TAREA PLANTEADA A:
Transcribe el fragmento sobre la justicia transicional tal cual, desde "Con el cambio" hasta "hacia los Estados.".

FRAGMENTO CITADO:
# # #

Con el cambio de siglo se produce
un cambio de tendencia, lo que nos permite hablar de una tercera fase,
caracterizada por la normalización de la justicia transicional. Ha dejado de
ser una capítulo especial debido a situaciones excepciones y se ha convertido
es un aspecto necesario del Estado de Derecho. Esa normalización de la justicia
transicional tiene que ver con la normalización del conflicto, de la
fragmentación política o de la debilidad de los Estados, en una palabra, de lo
que constituye este mundo nuestro que camina entre la posmodernidad y la
globalización.
Cobra fuerza en nuestro mundo el
derecho internacional humanitario pero proyectado no sólo hacia instancias
internacionales como la Corte Penal
Internacional, sino también hacia los Estados.

# # #

Extracto de un conjunto de datos:
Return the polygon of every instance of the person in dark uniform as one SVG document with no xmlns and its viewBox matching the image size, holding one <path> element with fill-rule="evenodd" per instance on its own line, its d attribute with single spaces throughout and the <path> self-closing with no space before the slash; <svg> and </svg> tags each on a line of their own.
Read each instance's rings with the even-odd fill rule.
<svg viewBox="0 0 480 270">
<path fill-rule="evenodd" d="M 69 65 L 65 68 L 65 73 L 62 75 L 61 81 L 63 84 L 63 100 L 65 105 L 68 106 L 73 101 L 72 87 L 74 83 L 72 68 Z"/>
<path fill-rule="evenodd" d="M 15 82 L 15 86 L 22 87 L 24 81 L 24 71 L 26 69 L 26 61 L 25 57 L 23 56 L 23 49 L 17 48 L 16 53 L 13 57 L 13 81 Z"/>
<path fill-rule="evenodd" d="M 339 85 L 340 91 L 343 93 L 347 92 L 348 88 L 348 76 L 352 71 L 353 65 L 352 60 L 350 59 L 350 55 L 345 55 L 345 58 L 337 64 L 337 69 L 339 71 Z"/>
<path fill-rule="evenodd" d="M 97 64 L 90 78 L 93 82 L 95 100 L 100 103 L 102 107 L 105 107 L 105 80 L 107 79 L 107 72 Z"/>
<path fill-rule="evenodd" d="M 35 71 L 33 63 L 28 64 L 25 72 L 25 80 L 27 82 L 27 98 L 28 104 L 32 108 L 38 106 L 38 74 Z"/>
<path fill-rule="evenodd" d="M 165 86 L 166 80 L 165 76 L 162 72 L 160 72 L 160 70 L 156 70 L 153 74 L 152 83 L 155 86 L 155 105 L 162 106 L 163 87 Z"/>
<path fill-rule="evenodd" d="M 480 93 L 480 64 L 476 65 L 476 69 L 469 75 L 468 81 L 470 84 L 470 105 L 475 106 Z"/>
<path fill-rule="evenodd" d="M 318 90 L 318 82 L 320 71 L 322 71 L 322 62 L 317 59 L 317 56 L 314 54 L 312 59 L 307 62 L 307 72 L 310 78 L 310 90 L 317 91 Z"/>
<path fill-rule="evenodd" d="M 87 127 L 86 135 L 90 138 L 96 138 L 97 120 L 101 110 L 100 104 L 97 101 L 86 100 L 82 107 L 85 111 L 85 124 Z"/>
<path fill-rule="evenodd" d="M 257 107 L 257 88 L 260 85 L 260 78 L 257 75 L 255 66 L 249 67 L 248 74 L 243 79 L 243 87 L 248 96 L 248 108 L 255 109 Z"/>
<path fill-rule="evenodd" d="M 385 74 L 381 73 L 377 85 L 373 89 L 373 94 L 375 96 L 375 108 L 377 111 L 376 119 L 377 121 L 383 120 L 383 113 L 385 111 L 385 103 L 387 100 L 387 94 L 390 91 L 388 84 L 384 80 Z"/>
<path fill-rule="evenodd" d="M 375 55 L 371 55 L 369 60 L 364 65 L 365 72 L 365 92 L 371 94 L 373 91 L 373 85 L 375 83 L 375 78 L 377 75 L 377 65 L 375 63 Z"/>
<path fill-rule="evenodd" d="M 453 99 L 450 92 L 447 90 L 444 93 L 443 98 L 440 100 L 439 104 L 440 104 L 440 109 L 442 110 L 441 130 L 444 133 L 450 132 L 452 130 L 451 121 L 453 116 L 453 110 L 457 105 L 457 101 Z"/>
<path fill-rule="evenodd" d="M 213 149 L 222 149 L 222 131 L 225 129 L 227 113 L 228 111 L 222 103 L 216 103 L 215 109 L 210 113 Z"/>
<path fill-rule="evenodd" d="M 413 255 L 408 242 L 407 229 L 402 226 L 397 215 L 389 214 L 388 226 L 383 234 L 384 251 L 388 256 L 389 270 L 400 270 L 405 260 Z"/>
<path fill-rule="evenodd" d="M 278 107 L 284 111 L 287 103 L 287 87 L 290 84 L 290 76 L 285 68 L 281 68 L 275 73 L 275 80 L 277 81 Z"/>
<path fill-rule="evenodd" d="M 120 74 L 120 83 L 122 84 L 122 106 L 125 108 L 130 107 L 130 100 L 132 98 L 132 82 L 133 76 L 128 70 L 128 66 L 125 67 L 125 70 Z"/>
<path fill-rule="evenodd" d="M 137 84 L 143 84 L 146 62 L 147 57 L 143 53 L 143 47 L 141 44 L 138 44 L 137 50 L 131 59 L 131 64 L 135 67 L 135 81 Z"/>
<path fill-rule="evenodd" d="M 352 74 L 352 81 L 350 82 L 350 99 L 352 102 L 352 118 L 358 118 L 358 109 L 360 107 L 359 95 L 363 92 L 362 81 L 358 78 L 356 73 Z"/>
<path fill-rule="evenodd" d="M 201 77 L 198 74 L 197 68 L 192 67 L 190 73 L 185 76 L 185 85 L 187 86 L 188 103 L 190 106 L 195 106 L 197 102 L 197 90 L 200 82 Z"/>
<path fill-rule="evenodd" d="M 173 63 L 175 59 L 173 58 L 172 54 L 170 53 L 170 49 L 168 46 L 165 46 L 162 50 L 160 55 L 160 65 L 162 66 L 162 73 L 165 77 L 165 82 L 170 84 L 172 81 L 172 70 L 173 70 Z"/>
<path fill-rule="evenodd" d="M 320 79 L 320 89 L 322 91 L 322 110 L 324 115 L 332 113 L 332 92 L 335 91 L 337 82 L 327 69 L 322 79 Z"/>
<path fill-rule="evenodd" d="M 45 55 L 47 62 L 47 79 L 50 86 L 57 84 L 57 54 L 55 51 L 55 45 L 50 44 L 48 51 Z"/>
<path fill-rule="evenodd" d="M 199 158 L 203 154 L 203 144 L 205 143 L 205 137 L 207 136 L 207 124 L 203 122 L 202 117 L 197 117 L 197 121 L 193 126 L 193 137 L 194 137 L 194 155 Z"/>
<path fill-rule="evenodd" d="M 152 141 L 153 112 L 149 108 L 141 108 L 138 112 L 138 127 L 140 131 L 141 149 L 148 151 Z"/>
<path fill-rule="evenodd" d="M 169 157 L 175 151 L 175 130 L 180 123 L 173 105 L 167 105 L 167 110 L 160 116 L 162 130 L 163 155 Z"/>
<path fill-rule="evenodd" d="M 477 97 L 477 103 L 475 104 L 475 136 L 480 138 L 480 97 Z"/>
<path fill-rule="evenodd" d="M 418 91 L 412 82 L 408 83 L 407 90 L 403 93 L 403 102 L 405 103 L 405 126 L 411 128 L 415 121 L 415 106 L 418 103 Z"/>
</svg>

# # #

TAREA PLANTEADA B:
Muestra las líneas del listado en las que figure la palabra "instance".

RESPUESTA DEL EJERCICIO A:
Con el cambio de siglo se produce
un cambio de tendencia, lo que nos permite hablar de una tercera fase,
caracterizada por la normalización de la justicia transicional. Ha dejado de
ser una capítulo especial debido a situaciones excepciones y se ha convertido
es un aspecto necesario del Estado de Derecho. Esa normalización de la justicia
transicional tiene que ver con la normalización del conflicto, de la
fragmentación política o de la debilidad de los Estados, en una palabra, de lo
que constituye este mundo nuestro que camina entre la posmodernidad y la
globalización.
Cobra fuerza en nuestro mundo el
derecho internacional humanitario pero proyectado no sólo hacia instancias
internacionales como la Corte Penal
Internacional, sino también hacia los Estados.

RESPUESTA DEL EJERCICIO B:
Return the polygon of every instance of the person in dark uniform as one SVG document with no xmlns and its viewBox matching the image size, holding one <path> element with fill-rule="evenodd" per instance on its own line, its d attribute with single spaces throughout and the <path> self-closing with no space before the slash; <svg> and </svg> tags each on a line of their own.
Read each instance's rings with the even-odd fill rule.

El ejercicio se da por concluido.